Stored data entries
+--

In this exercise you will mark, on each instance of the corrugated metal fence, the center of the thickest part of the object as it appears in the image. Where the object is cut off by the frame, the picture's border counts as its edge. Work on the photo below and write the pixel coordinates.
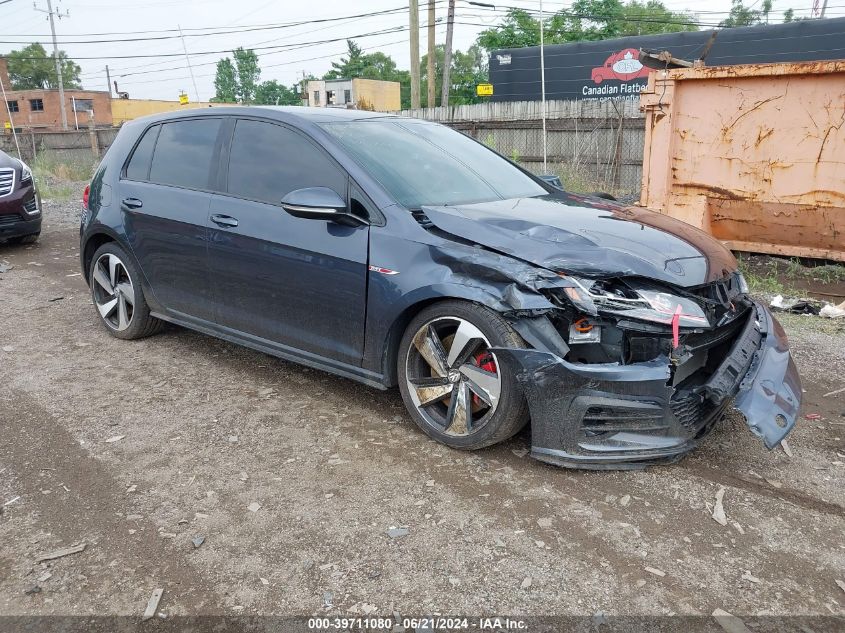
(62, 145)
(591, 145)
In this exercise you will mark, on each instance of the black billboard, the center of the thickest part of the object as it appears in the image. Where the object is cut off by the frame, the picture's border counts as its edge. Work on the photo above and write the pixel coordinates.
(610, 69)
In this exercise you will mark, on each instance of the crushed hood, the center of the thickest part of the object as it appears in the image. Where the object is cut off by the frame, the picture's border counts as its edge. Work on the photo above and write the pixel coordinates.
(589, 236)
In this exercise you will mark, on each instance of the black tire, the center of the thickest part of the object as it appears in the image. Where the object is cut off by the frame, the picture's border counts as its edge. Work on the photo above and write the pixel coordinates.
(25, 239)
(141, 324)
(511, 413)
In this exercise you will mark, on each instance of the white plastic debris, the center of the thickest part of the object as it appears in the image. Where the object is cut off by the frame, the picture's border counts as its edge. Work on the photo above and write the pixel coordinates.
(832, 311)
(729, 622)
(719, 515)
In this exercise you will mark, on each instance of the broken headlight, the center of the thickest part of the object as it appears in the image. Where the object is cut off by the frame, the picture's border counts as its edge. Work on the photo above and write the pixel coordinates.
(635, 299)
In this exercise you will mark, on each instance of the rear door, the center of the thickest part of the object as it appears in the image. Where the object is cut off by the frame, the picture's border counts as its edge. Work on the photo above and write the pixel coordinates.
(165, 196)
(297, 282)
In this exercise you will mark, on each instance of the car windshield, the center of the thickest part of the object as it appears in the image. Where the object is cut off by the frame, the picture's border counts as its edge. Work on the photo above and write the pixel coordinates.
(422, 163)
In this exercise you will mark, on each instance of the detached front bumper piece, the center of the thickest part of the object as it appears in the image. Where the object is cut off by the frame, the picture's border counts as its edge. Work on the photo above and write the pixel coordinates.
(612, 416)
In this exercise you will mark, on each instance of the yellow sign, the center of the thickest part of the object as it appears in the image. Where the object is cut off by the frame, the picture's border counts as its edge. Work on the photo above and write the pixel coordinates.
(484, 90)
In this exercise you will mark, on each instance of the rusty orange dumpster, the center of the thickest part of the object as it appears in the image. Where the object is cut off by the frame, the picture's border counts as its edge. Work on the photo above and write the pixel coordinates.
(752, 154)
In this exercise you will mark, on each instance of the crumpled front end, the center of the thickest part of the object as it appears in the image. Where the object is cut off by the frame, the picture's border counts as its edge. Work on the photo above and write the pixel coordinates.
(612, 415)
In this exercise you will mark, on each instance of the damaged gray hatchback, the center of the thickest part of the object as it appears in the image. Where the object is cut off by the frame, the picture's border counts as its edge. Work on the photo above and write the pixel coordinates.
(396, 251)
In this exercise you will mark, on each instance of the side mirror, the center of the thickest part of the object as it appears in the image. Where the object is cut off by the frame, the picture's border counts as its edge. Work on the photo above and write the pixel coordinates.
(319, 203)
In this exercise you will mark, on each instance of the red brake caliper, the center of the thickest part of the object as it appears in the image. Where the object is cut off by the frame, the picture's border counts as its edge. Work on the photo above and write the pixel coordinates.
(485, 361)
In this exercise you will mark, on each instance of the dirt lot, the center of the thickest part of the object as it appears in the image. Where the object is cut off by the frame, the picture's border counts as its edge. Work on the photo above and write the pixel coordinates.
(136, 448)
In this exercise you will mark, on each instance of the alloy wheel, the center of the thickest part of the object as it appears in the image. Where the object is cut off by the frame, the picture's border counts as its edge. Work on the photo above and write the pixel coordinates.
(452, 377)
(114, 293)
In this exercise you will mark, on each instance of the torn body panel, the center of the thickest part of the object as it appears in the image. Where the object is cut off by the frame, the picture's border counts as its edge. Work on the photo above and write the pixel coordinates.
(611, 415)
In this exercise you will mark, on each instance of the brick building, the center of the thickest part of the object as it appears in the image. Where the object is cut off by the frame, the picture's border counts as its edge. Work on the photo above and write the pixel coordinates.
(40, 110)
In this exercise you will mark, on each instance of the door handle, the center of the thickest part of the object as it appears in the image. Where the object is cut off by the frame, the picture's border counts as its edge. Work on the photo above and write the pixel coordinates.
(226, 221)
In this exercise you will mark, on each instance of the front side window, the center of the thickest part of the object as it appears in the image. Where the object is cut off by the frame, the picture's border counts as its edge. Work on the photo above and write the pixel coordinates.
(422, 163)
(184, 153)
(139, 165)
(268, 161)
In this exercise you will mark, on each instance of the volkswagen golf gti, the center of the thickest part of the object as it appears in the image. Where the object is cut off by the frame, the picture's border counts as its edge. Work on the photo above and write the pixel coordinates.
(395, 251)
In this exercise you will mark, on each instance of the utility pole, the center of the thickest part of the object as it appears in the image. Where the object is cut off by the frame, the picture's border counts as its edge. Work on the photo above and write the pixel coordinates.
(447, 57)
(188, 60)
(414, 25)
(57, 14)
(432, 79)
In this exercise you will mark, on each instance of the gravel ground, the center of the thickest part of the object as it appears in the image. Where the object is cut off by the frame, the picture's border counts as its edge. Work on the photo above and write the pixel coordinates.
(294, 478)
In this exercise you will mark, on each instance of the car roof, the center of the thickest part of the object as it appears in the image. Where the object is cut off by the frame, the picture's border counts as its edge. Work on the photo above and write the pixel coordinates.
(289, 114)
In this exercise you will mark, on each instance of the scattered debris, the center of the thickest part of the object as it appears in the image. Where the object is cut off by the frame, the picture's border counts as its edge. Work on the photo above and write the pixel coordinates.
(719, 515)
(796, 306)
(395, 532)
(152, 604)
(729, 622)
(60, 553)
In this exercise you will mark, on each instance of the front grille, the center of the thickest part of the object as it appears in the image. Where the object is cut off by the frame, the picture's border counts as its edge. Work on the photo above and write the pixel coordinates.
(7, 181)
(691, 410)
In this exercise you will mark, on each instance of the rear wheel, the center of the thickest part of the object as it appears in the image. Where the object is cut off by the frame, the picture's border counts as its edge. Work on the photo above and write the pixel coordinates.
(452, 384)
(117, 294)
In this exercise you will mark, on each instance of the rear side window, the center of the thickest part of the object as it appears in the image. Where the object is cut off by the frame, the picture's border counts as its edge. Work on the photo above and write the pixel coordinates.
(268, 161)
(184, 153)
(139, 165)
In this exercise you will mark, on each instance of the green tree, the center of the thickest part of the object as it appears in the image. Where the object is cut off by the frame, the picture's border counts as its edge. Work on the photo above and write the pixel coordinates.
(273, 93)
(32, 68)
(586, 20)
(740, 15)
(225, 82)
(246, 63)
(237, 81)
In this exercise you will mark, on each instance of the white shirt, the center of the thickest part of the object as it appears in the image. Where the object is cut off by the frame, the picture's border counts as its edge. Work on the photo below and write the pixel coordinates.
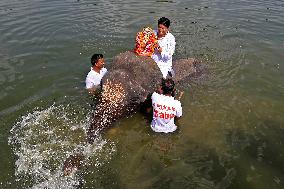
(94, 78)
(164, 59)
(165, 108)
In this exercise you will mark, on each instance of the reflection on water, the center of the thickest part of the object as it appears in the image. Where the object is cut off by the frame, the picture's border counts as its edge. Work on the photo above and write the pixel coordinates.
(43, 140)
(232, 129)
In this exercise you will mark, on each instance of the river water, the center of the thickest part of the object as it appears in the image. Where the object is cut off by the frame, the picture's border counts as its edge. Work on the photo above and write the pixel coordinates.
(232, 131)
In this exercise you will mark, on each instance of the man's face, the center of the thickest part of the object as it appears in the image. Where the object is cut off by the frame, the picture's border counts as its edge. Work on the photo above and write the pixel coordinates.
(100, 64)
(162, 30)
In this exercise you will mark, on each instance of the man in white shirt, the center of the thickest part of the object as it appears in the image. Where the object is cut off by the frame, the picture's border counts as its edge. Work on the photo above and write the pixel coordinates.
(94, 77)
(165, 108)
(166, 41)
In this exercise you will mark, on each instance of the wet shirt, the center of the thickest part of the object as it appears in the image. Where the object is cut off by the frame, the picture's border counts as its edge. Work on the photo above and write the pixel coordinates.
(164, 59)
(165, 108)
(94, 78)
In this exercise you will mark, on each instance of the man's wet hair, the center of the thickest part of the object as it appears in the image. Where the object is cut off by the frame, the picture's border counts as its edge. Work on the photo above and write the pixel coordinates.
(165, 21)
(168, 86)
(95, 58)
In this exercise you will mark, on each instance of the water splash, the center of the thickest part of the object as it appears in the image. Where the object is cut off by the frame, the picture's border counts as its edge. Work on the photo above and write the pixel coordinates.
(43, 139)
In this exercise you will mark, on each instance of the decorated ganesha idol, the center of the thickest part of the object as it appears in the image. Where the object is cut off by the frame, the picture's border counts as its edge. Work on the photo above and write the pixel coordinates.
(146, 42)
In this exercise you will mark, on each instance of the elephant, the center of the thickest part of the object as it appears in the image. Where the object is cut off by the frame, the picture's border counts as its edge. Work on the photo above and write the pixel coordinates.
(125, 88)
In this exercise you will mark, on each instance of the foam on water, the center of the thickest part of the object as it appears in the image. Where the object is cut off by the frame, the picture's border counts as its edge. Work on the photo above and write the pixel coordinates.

+--

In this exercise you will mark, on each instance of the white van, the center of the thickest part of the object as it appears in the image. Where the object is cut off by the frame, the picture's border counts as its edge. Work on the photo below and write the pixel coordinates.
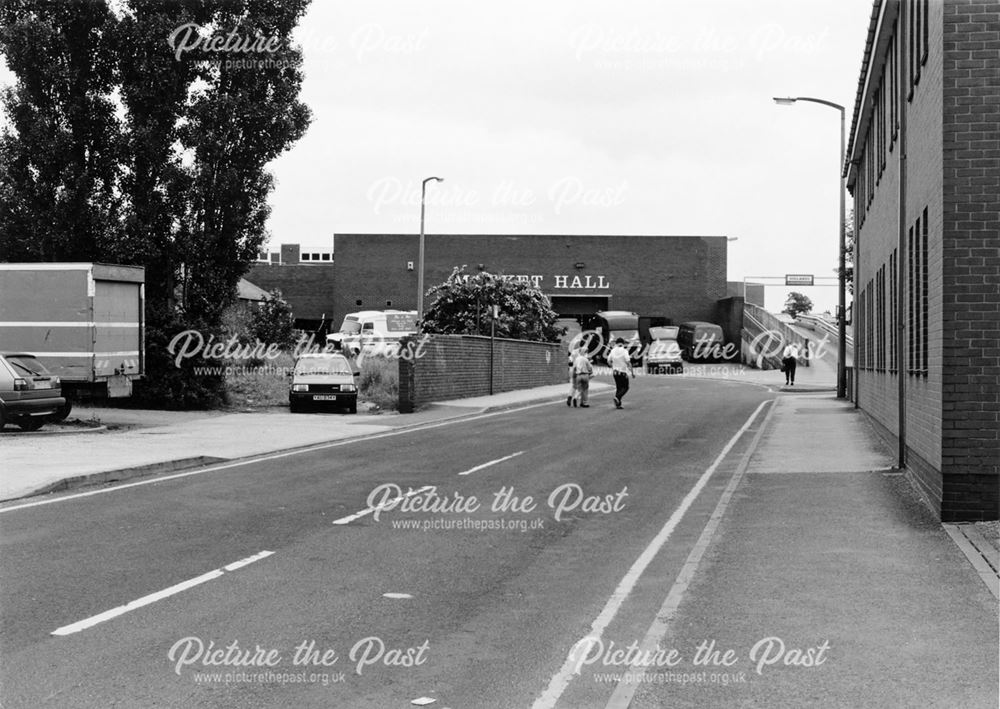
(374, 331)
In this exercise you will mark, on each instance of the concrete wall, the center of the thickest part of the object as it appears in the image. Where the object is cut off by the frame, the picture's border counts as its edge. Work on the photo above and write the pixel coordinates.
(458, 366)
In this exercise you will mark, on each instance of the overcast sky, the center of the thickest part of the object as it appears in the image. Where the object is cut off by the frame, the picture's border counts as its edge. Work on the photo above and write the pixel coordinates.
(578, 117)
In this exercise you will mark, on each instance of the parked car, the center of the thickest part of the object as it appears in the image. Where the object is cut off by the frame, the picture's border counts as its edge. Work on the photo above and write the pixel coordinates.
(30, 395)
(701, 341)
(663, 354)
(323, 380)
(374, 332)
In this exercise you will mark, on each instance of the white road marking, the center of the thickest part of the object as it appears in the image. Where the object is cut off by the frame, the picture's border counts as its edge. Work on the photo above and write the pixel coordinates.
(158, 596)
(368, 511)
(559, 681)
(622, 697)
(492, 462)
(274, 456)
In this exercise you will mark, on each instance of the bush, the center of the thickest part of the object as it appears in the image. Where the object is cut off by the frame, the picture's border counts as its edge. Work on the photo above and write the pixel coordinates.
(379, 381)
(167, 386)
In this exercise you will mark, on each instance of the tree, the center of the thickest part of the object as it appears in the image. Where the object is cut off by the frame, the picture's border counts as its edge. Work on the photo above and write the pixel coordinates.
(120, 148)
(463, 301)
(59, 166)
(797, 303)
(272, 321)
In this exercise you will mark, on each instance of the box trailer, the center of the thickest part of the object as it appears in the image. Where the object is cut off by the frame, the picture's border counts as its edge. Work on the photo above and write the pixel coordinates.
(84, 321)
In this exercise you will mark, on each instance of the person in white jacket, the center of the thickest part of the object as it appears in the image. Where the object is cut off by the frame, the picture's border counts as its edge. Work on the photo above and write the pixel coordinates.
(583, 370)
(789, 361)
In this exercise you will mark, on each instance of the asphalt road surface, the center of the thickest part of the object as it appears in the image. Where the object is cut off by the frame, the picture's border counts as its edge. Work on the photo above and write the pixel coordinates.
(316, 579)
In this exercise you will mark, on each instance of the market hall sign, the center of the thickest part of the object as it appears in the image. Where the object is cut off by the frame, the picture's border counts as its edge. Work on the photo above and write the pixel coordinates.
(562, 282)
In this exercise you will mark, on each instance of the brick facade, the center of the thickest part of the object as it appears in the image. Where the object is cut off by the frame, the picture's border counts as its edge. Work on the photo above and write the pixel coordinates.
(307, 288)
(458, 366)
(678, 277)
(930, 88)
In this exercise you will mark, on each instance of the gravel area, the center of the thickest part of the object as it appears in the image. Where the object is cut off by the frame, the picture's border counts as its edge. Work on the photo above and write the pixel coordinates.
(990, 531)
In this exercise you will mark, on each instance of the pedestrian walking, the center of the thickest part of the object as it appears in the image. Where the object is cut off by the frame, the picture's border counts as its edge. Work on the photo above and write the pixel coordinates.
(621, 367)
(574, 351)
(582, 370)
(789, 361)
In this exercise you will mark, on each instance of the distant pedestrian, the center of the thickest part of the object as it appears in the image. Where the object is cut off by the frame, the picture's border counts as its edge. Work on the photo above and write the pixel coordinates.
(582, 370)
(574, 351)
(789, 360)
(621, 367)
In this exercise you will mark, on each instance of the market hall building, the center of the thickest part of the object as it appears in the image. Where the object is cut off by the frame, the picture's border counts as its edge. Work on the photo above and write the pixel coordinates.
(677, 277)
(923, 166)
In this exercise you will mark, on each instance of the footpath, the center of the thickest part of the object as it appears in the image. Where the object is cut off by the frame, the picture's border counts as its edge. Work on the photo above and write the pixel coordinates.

+--

Written request
Gather every line of the records above that contains the string "handle", and copy each one out. Case counts, so match capital and lowercase letters exactly.

Expected answer
In this exercise you will mark, on each instance of the door handle, the center of the thickest part of the object as it appears in the image. Where the object is cut off by the frame, the picture's border counts as its edge. Work on the photo above and write the pixel coordinates.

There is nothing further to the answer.